===== Data lines

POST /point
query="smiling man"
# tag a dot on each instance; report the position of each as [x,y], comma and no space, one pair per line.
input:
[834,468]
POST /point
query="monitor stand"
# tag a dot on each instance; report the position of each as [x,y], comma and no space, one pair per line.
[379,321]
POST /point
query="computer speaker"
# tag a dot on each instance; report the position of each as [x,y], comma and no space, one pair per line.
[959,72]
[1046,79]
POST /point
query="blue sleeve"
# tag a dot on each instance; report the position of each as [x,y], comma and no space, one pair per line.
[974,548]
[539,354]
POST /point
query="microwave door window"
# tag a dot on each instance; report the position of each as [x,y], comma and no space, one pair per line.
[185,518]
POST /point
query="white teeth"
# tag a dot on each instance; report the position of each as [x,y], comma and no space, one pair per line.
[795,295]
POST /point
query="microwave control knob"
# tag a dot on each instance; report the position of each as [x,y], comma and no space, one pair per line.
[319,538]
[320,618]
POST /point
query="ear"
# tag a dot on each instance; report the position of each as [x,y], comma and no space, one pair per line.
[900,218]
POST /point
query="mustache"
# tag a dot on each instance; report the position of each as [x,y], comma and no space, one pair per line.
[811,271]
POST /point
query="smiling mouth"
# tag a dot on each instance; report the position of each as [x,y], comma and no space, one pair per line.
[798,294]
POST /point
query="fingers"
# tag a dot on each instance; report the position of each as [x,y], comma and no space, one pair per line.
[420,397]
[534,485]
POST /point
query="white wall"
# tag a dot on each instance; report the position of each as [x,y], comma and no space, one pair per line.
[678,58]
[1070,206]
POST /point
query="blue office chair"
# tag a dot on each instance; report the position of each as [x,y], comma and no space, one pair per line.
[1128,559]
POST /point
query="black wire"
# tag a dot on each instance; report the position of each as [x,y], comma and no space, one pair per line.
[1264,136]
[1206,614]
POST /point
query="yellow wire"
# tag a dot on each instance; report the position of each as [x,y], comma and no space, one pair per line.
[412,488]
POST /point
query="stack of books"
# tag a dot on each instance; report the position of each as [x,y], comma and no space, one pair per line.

==========

■ **Required work**:
Count the lines in the records that contain the string "smiling", treating uppercase and lowercase as different, and reply with that number alone.

■ **Exercise result**:
2